§ **Zu lesender Text**:

In Luzern geht die Angst um: Wandert die Kundschaft aus der Innenstadt Luzern in die Mall of Switzerland ab, wenn diese im Herbst ihre Tore öffnet? Für die Altstadt wäre das ein herber Schlag: Schon jetzt serbeln viele Geschäfte vor sich hin (zentralplus berichtete).

Verlieren die Läden noch mehr Kunden, wäre das logische Fazit: Viele Geschäfte machen dicht, die Altstadt hat noch weniger spezielle Lädeli als jetzt schon und wird zunehmend unattraktiv für einen Bummel. Mit diesem düsteren Szenario steht die Stadt Luzern nicht alleine da. Wie die jeweiligen Städte mit der Problematik umgehen, ist sehr unterschiedlich – zu hören auch in dieser Sendung von Radio SRF:

Junge Generation mischt Biel auf

«Viele Stadtzentren brauchen grundsätzlich neue Ideen und Konzepte, damit sie lebendig bleiben», sagt Reto Bloesch aus Biel. Der 44-jährige Bieler weiss, wovon er spricht: Bloesch ist einer der führenden Köpfe, die hinter der erfolgreichen Wiederbelebung der dortigen Altstadt stehen. «Die Altstadt lag in einer Art Dornröschenschlaf. Es gab kaum Kundschaft, wenig Betrieb und ausgestorbene Gassen», erzählt Bloesch.

«Eine solche Abwanderung ist jedoch auch eine Chance. Aber man muss schlau und kreativ sein.»
Reto Bloesch, Mit-Initiant «First Friday»

§ **Vorhandenes Material**:
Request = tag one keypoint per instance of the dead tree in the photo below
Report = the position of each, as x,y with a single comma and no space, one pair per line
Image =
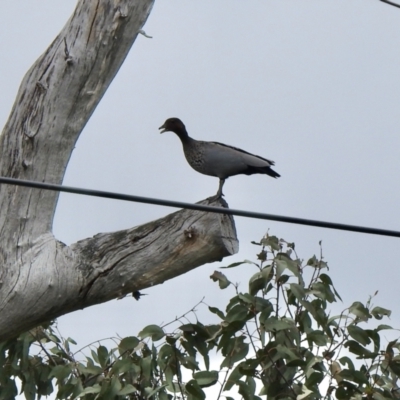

§ **Deine Aufgabe**:
Zieh aus dem Text über die Altstädte wortgetreu alles heraus, was von „In Luzern geht“ bis hinunter zu „hin (zentralplus berichtete).“ steht. Halte dich dabei nur an den Text.

§ **Das Ergebnis**:
In Luzern geht die Angst um: Wandert die Kundschaft aus der Innenstadt Luzern in die Mall of Switzerland ab, wenn diese im Herbst ihre Tore öffnet? Für die Altstadt wäre das ein herber Schlag: Schon jetzt serbeln viele Geschäfte vor sich hin (zentralplus berichtete).